§ **Source document**:
--- --- ---

In [35]:
import os
os.chdir("/Users/karol/Desktop/Antwerp/ai_project")
import torch
import torch.nn as nn
import pandas as pd
import numpy as np
from sklearn.preprocessing import OneHotEncoder, MinMaxScaler
from sklearn.compose import ColumnTransformer
from scipy.sparse import csr_matrix
from data_reader import load_data_mf, matrix_representation, load_customers_articles, customers_diversification, articles_diversification
from model import TwoTowerCustomer, TwoTowerFinal
from helper import train_two_tower
from recommenders import recommender_two_towers_final, recommender_two_towers_customer

In [36]:
# read customers and transactions data
customers = pd.read_csv("data/preprocessed/customers.csv") 
transactions = pd.read_csv("data/preprocessed/transactions.csv")
articles = pd.read_csv("data/preprocessed/articles.csv") 

# Get seasonal sales information

In [33]:
def assign_season(x):
    if x in [12,1,2]:
        return 1
    elif x in [3,4,5]:
        return 2
    elif x in [6,7,8]:
        return 3
    else:
        return 4 

In [13]:
def seasonal_sales(a, t):
    # get seasons
    t["t_dat"] = pd.to_datetime(t["t_dat"])
    t["month"] = t["t_dat"].dt.month 
    # get function to apply seasons
    t["season"] = t["month"].apply(assign_season)
    grouped = t.groupby(["article_id", "season"])["customer_id"].count()
    # get percentages
    percentages = grouped / grouped.groupby(level=0).transform("sum")
    # create winter sale var
    winter_sale = percentages[percentages.index.get_level_values('season') == 1]
    winter_sale = winter_sale.rename("winter_sale")
    a = a.merge(winter_sale, how="left", on="article_id")
    a["winter_sale"] = a["winter_sale"].fillna(0)
    # create spring sale var
    spring_sale = percentages[percentages.index.get_level_values('season') == 2]
    spring_sale = spring_sale.rename("spring_sale")
    a = a.merge(spring_sale, how="left", on="article_id")
    a["spring_sale"] = a["spring_sale"].fillna(0)
    # create summer sale var
    summer_sale = percentages[percentages.index.get_level_values('season') == 3]
    summer_sale = summer_sale.rename("summer_sale")
    a = a.merge(summer_sale, how="left", on="article_id")

--- --- ---

§ **Listing**:
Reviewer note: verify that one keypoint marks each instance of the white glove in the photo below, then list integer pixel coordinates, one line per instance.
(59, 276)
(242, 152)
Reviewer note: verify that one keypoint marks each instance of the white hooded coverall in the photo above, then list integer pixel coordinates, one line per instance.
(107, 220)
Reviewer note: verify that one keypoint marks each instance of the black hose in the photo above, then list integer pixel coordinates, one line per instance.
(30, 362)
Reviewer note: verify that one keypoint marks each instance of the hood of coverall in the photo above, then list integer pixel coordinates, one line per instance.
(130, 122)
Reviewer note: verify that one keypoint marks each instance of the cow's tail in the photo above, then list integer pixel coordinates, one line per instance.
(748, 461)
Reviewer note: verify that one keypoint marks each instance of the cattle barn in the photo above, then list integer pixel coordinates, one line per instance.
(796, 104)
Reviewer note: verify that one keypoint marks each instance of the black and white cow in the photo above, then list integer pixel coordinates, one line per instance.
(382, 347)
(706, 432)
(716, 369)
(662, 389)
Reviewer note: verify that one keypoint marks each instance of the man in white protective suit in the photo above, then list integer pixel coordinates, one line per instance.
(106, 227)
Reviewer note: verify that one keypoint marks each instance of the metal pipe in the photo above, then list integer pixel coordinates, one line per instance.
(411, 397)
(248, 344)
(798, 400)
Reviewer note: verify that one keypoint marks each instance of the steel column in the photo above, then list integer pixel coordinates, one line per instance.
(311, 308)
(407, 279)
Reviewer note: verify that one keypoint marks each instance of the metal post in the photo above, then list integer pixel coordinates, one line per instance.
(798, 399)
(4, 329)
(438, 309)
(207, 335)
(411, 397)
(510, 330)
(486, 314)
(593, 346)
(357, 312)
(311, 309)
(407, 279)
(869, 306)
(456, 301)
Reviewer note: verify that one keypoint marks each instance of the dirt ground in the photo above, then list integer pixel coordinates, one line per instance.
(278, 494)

--- --- ---

§ **Given problem**: Summarize the notebook code above in two sentences.

§ **Solution for this problem**: The notebook switches to a project directory, imports libraries such as torch, pandas, numpy, scikit-learn and scipy along with functions from local modules, and reads preprocessed customers, transactions and articles CSV files. It then defines a function that maps months to four seasons and a seasonal_sales function that computes each article's share of transactions by season and merges winter, spring and summer sale shares into the articles data.